*ARBEITSAUFTRAG A*: Welchen Internetanschluss hat TheLukay laut dem Forumsthread?
========
# Routerersatz für Speedport W723V gesucht



## TheLukay (30. März 2016)

*Routerersatz für Speedport W723V gesucht*

Hallo zusammen,

wie das Thema schon erahnen lässt, suche ich ein Ersatz/Alternative zu einem dieser Telekom Undinger.
Warum das ganze? Hab keine Lust mehr nach 2 Jahren noch die 5€ abzudrücken jeden Monat für ein Gerät, das sich ständig aufhängt und heiß läuft. Desweiteren habe ich demnächst vor, mir ein NAS anzuschaffen, GBit-LAN wäre dann natürlich wünschenswert, der Speedport versagt da bereits. Etwas bessere WLAN-Abdeckung wäre auch nett, in einer Wohnung mit 2 Stockwerken und Gipswänden steht der Router zwar relativ  Zentral, maximale Entfernung zum Router ist vielleicht 5m und eine Betonwand, Decke oder Gipswand, allerdings ist der Empfang nicht so toll und es gibt ab und zu Verbindungsabbrüche.
Leider sind Router nicht mein Fachgebiet und die Auswahl ist beinahe endlos, daher suche ich hier ein bisschen Hilfe.
Mein Internet-Anschluss ist VDSL50+Entertain. 

Was ich also brauche:

- 2 GBit-Lan Ports, 2 100MBit Ports
- sollte mit dem IP-basierten Anschluss funktionieren
- WLAN-Reichweite sollte besser sein als der bisherige 

Was ich nicht unbedingt brauche:
- 5GHz WLAN
-WLAN-ac
Habe diesbezüglich eh keine Endgeräte die damit was anfangen können bzw halte ich nicht für zwingend nötig

Anregungen und Empfehlungen sind sehr erwünscht


----------



## DrSin (30. März 2016)

*AW: Routerersatz für Speedport W723V gesucht*

Da du Entertain nutzt bleibt dir nicht viel Auswahl - Fritzbox 7390 & 7490. Du brauchst auf jedenfall einen Router der Multicast beherrscht. Es gibt noch ein paar gute Asus die den Standard beherrschen, aber kein DSL Modem haben.


----------



## BloodySuicide (30. März 2016)

*AW: Routerersatz für Speedport W723V gesucht*

Speedport 724, Zyxel 5501...


----------



## pronde (30. März 2016)

*AW: Routerersatz für Speedport W723V gesucht*

Hab auch den 723, läuft aber seit Jahren ohne Probleme. 
Schon mal versucht das Gerät bei der Telekom zu tauschen? Evtl. gegen den 724?
========
*ARBEITSAUFTRAG B*: Entnimm den Datensätzen die Zeilen vom Anfang der Datensätze bis einschließlich der Zeile, die „[269,256,365,389]“ enthält, und gib sie unverändert wieder.

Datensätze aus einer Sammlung
========
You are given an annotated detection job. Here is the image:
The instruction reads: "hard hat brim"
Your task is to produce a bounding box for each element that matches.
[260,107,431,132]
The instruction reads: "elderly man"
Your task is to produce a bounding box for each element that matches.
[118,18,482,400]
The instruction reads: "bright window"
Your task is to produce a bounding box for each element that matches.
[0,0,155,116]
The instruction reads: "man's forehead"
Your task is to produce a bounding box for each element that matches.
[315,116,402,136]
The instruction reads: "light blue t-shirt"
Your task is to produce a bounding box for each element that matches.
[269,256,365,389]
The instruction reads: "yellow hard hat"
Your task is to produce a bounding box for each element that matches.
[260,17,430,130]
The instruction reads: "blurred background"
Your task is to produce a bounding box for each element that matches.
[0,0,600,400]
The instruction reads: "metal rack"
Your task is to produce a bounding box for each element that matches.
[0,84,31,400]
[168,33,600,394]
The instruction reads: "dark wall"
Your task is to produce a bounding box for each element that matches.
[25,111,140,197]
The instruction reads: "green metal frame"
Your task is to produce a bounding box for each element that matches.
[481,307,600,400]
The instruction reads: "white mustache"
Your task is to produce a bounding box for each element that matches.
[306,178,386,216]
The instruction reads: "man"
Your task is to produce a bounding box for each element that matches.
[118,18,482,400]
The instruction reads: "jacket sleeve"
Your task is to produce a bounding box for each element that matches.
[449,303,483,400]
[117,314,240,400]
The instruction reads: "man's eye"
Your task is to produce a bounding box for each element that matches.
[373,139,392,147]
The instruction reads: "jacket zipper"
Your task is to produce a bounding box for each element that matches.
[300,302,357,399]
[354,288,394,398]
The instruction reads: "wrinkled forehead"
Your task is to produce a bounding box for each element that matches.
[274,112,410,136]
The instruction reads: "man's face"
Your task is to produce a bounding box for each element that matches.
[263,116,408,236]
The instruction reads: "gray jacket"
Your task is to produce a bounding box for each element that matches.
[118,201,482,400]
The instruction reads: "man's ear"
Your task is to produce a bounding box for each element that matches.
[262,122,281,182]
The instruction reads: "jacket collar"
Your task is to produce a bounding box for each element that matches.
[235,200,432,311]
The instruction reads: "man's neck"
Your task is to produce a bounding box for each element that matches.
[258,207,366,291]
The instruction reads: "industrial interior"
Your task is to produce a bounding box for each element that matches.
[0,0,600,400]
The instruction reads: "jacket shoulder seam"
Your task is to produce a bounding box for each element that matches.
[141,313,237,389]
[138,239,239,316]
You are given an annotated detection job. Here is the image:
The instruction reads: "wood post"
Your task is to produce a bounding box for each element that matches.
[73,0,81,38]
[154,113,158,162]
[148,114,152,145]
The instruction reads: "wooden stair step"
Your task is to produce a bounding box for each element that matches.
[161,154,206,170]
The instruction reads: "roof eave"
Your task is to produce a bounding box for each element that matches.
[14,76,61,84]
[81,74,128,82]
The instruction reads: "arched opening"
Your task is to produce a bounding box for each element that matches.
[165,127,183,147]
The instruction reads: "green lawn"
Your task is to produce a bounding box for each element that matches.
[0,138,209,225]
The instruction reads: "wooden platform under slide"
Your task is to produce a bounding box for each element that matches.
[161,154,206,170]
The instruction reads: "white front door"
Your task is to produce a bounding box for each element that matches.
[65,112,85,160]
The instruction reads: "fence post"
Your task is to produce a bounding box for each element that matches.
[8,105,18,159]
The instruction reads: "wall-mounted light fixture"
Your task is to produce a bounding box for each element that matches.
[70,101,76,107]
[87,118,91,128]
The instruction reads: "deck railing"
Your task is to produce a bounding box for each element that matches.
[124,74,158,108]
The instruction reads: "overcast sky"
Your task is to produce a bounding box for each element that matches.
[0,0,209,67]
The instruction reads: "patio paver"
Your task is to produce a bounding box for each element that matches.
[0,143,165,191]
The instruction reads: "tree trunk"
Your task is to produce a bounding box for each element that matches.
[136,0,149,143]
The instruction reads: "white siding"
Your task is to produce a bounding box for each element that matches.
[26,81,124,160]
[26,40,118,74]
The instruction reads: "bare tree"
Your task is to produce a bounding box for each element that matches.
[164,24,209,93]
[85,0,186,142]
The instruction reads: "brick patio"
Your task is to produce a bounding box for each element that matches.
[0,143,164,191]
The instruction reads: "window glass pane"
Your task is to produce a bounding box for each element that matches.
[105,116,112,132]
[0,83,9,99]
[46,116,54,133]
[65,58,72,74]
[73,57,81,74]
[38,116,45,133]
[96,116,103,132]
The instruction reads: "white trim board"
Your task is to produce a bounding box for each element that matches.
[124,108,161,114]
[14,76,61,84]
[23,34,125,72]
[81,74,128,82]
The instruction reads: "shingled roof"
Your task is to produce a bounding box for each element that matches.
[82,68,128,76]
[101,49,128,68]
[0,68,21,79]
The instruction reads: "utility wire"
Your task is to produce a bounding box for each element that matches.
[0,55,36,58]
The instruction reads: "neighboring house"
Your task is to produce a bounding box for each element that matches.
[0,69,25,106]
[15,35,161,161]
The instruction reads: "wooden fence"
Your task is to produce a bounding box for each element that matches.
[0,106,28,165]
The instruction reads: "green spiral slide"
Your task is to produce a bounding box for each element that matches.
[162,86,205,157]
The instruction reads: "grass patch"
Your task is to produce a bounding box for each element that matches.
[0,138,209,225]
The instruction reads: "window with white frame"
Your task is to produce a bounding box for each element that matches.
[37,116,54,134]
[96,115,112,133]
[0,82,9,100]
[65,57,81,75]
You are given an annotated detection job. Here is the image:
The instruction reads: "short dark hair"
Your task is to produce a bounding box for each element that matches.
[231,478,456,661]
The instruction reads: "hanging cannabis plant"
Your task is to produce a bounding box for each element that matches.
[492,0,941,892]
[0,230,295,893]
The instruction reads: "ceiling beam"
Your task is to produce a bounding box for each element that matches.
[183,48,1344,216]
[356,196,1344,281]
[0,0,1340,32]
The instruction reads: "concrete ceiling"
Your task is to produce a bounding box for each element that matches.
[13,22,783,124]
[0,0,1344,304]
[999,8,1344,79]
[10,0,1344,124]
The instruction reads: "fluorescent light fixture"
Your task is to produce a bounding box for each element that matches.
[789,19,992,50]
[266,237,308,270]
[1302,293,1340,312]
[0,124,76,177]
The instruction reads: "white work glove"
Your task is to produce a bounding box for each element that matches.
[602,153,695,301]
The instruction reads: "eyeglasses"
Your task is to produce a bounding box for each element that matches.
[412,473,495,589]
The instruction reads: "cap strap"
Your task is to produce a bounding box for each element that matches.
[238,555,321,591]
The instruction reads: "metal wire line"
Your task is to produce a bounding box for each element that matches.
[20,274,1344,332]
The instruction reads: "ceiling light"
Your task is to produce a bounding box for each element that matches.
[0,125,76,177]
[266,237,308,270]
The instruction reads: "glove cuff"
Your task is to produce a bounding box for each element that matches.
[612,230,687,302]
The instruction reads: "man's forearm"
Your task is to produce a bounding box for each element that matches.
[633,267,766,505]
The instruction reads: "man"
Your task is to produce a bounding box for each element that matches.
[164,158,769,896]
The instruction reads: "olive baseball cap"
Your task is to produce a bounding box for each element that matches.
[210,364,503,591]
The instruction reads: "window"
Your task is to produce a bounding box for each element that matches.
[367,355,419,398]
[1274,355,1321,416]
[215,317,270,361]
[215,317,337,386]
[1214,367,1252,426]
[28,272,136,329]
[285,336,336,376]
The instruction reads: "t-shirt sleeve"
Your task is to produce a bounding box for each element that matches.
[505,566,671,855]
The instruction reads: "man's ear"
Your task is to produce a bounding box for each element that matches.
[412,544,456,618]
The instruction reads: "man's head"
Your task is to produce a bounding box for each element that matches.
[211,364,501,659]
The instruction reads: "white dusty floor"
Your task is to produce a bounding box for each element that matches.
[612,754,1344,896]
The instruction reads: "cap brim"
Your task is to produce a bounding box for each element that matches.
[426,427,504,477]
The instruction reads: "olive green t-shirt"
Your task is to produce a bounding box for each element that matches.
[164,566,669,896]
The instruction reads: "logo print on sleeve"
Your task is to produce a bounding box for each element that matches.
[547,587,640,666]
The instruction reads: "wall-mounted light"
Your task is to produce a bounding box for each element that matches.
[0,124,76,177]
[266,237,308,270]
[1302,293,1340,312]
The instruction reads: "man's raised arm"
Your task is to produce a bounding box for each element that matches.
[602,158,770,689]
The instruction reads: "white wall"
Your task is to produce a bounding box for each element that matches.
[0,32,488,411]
========
*ERGEBNIS A*: VDSL50 mit Entertain.

*ERGEBNIS B*:
You are given an annotated detection job. Here is the image:
The instruction reads: "hard hat brim"
Your task is to produce a bounding box for each element that matches.
[260,107,431,132]
The instruction reads: "elderly man"
Your task is to produce a bounding box for each element that matches.
[118,18,482,400]
The instruction reads: "bright window"
Your task is to produce a bounding box for each element that matches.
[0,0,155,116]
The instruction reads: "man's forehead"
Your task is to produce a bounding box for each element that matches.
[315,116,402,136]
The instruction reads: "light blue t-shirt"
Your task is to produce a bounding box for each element that matches.
[269,256,365,389]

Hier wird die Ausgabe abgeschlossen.